(Recorded data)
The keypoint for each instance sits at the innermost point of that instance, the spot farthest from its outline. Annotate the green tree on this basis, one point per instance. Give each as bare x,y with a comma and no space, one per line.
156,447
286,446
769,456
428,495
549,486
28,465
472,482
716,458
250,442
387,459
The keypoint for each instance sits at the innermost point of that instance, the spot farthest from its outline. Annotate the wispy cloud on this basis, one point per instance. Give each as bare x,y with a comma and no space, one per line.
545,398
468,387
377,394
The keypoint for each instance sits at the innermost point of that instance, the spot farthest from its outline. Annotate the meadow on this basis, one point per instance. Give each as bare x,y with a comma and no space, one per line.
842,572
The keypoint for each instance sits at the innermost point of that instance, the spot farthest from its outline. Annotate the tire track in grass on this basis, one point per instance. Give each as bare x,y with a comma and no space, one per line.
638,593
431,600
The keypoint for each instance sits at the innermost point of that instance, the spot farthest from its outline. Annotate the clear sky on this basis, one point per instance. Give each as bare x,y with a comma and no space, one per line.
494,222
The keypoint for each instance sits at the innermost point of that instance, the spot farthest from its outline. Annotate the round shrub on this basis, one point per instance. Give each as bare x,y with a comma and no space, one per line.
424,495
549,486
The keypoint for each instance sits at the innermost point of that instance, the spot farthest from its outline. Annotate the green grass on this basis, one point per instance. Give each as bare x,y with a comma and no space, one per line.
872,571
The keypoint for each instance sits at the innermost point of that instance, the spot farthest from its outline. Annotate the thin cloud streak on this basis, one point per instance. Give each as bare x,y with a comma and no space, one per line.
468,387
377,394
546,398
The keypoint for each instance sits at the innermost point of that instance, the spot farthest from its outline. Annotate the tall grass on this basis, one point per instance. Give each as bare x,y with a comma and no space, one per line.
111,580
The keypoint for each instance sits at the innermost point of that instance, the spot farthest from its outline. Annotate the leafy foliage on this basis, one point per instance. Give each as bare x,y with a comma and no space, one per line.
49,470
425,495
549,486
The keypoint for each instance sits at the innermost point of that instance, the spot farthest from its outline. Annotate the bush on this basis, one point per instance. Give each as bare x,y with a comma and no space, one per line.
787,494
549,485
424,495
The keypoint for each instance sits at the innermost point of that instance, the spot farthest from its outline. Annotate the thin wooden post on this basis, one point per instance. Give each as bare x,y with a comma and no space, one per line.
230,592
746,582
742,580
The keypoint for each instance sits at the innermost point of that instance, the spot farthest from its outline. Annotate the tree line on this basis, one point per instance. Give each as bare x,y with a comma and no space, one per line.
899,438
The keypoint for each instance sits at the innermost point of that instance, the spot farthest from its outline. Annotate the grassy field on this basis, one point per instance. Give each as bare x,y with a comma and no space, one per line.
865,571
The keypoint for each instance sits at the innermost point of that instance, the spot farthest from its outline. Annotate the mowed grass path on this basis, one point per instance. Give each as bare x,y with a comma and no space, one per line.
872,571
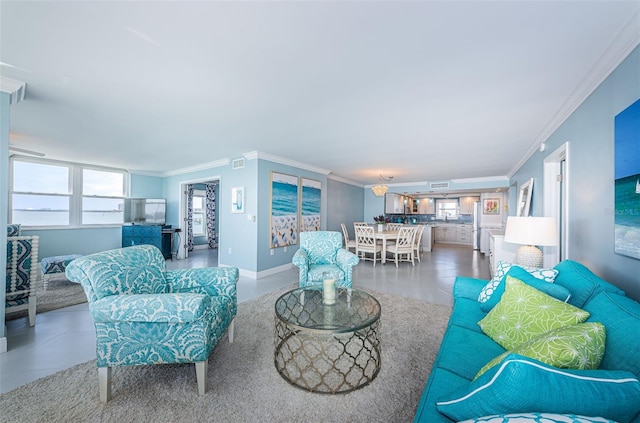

§ What to work on
Copy out every line in the entries above that contains the word "cloud".

§ Exercise response
The keypoint for each instance sits at the innermost point of that instance, the spot farthest from its outline. Annotate the wispy cloud on this basis, one point per instance. Give each as bare x,y with a comma and no space, one per line.
The keypoint for each instance sits at the innermost point of that instance, the spot farthest from its outline. Annotate the thin cloud streak on this basis, one point per instance. Give each as bare x,y with a comma and no space, one per line.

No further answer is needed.